Post-Election Travel

Where do you go when the world around you is collapsing? You usually go to see your Mom in vague hopes to return to her womb and stay there until the bad weather blows itself out on its own.

So I packed 7 t-shirts and went to see my family in Latvia. They were happy to see me, dotting, fretting and cooking local delicacies for me. I ate elk meat sausages steeped in duck fat and when the family went to sleep, I stayed in the kitchen checking emails on my laptop and the panic inducing news about the president-elect forming his new cabinet.

But before long my secret was out.

- You used to make films, - my Dad said one morning. - Now all you do is read about politics.

- Why your laptop is open again? - my Sister asked at the second breakfast. - All those political news are making you sick.

- You know too much about politics! - my Mom shouted before lunch. - This does you no good. I can see clearly - it is an addiction. Stop it!

I cried and I argued that this was my vacation, that I also sometimes check business related emails and that social media is part of what I do as an artist. But more I cried and defended myself, more it became obvious to my family that I indeed had a big problem. They advised to fight the addiction. So I closed the laptop and didn't work on the Thanksgiving blog post I wanted to write.

- Data entries:
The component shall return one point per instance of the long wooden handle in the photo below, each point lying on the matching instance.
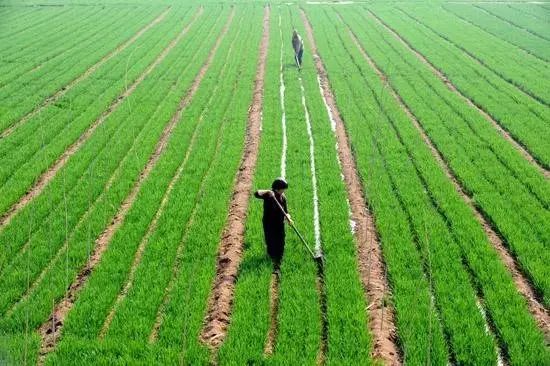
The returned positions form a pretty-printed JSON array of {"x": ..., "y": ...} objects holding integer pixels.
[{"x": 295, "y": 229}]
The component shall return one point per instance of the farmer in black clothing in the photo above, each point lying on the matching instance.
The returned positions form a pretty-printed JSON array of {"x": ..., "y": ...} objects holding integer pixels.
[
  {"x": 273, "y": 220},
  {"x": 298, "y": 45}
]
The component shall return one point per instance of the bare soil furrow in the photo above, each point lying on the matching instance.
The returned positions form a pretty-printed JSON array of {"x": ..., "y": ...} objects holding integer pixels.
[
  {"x": 517, "y": 145},
  {"x": 47, "y": 176},
  {"x": 370, "y": 258},
  {"x": 54, "y": 97},
  {"x": 523, "y": 285},
  {"x": 271, "y": 338},
  {"x": 51, "y": 330},
  {"x": 231, "y": 244}
]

- Stated problem A: Write out everything in the post about visiting family in Latvia from "So I packed" down to "making you sick.".
- Stated problem B: List every family member whose spoken words to the narrator are quoted in the post about visiting family in Latvia.
Work only from the post about visiting family in Latvia.

- Expected output A:
So I packed 7 t-shirts and went to see my family in Latvia. They were happy to see me, dotting, fretting and cooking local delicacies for me. I ate elk meat sausages steeped in duck fat and when the family went to sleep, I stayed in the kitchen checking emails on my laptop and the panic inducing news about the president-elect forming his new cabinet.

But before long my secret was out.

- You used to make films, - my Dad said one morning. - Now all you do is read about politics.

- Why your laptop is open again? - my Sister asked at the second breakfast. - All those political news are making you sick.

- Expected output B:
Dad
Sister
Mom